本文 ->
シーズン5配信完了「ベターコールソウル」シーズン6でファイナル
「ベターコールソウル」 ネットフリックスオリジナル
原作・制作:ヴィンス・ギリガン、ピーター・グルード
出演:ボブ・オデンカーク、ジョナザン・バンクス、マイケル・マッキーン、レイ・シーホーン
ベター・コール・ソウルとは
ヴィンス・ギリガンによって制作された「ブレイキング・バッド」のスピンオフ作品である。「ブレイキング・バッド」のあらすじを端的に言うならば末期がんの宣告を受けた化学の高校教師ウォルター・ホワイトが家族にお金を残すために覚せい剤の製造に手を出し、かつての教え子と組んでドラッグ売買の世界でのし上がっていくというストーリーだが、「ベター・コール・ソウル」はその中で弁護士として違法ギリギリの手法でウォルターを助けたり、大物ドラッグディーラーをつなげたりと大きな存在感を放っていた弁護士のソウル・グッドマンと、その周りで動いていた用心棒マイクの話。彼がウォルターたちと出会う6年ほど前からシーズン1のストーリーが始まる。

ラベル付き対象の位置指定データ

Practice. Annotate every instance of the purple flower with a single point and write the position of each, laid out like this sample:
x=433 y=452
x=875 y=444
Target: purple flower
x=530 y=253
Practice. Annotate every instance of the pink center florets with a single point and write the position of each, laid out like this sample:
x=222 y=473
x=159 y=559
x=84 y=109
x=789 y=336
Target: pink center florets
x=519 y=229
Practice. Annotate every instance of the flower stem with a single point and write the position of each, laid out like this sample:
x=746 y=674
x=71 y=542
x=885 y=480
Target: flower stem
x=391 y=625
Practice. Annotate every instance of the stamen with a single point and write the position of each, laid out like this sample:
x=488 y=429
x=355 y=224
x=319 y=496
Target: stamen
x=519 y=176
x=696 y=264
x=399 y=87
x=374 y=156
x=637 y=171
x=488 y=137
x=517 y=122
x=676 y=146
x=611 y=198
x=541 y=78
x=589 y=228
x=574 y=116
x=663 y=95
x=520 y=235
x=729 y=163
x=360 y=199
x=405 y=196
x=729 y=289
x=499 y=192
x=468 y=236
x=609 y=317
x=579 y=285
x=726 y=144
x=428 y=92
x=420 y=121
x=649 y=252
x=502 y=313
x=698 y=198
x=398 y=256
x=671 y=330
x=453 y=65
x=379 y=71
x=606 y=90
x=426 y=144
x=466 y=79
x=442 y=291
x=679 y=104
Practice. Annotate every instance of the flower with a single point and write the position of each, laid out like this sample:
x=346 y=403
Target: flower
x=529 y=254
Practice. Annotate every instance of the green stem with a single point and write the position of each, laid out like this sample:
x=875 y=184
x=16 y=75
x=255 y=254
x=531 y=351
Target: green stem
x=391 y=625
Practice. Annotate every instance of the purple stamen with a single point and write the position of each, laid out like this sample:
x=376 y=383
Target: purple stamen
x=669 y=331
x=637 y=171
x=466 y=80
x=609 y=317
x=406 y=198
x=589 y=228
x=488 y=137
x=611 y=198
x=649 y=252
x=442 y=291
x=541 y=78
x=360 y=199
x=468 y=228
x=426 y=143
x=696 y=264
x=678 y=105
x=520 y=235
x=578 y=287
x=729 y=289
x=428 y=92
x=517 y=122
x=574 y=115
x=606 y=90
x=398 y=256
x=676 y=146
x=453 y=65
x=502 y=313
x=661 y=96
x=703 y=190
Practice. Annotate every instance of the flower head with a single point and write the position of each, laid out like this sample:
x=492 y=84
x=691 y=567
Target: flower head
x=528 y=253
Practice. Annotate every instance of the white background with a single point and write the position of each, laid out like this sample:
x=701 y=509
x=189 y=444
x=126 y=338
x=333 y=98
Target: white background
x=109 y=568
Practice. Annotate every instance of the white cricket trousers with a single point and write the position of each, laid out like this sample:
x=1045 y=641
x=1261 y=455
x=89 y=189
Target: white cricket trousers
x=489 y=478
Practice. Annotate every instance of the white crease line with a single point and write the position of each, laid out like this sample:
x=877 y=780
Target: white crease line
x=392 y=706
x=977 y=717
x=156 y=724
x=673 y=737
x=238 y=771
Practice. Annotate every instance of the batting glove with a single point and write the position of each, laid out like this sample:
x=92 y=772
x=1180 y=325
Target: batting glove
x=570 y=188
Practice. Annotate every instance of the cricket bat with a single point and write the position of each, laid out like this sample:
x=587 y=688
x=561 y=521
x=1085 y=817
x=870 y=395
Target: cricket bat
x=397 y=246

課題一覧 ->
1. 本文によると、「ベター・コール・ソウル」はどの作品のスピンオフか答えなさい。
2. 本文で原作・制作者または出演者として挙げられている人物名を、すべて書き出しなさい。
3. 「ベター・コール・ソウル」を紹介する本文を、最後の文のあとから書き進めなさい。

解答 ->
1. 「ブレイキング・バッド」

2. ヴィンス・ギリガン、ピーター・グルード、ボブ・オデンカーク、ジョナザン・バンクス、マイケル・マッキーン、レイ・シーホーン

3.
「ベター・コール・ソウル」途中からはオススメしにくい
「ブレイキング・バッド」が好きだった人ならば間違いなくススメられる本作ではあるものの、それでもシーズン1から見たほうが良い。逆に「ブレイキング・バッド」を見ていない人でもシーズン1から見るのであれば問題なく楽しめると思う。ただ、シーズンを重ねるにしたがって、時系列が「ブレイキング・バッド」に近づいていくため、登場人物のクロスオーバーが多くなり、もちろん「ブレイキング・バッド」を先に見たほうが存分には楽しめる。もちろんブレイキング・バッド自体もかなりの名作なのでオススメだけど、全シーズン5であるためなかなか手が出しにくいかもしれない。それでも個人的には「ブレイキング・バッド」から見るのが一番だとは思う。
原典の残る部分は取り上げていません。